[Rows from a segmentation dataset]
___

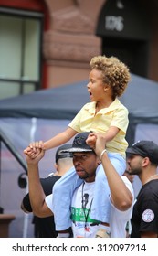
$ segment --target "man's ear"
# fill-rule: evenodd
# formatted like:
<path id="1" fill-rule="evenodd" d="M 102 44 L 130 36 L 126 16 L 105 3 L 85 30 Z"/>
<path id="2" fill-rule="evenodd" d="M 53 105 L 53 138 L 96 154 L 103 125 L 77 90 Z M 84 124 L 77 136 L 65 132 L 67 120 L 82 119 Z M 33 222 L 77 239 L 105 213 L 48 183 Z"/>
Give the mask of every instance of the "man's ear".
<path id="1" fill-rule="evenodd" d="M 58 165 L 56 163 L 54 164 L 54 167 L 55 167 L 56 171 L 58 171 Z"/>
<path id="2" fill-rule="evenodd" d="M 142 166 L 144 167 L 144 166 L 148 165 L 149 162 L 150 162 L 149 157 L 147 157 L 147 156 L 144 157 L 143 160 L 142 160 Z"/>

___

Can you copy out every row above exactly as it appears, leaving out the pictures?

$ segment --target "man's ear"
# fill-rule: evenodd
# formatted like:
<path id="1" fill-rule="evenodd" d="M 102 44 L 130 36 L 126 16 L 105 3 L 85 30 Z"/>
<path id="2" fill-rule="evenodd" d="M 53 105 L 53 138 L 96 154 L 103 125 L 77 90 Z M 84 124 L 77 136 L 65 132 L 67 120 L 82 119 Z M 33 222 L 77 239 L 105 213 L 48 183 Z"/>
Give the mask of every instance of the "man's ear".
<path id="1" fill-rule="evenodd" d="M 58 165 L 56 163 L 54 164 L 54 167 L 55 167 L 56 171 L 58 171 Z"/>
<path id="2" fill-rule="evenodd" d="M 142 166 L 144 167 L 144 166 L 148 165 L 149 162 L 150 162 L 149 157 L 147 157 L 147 156 L 144 157 L 143 160 L 142 160 Z"/>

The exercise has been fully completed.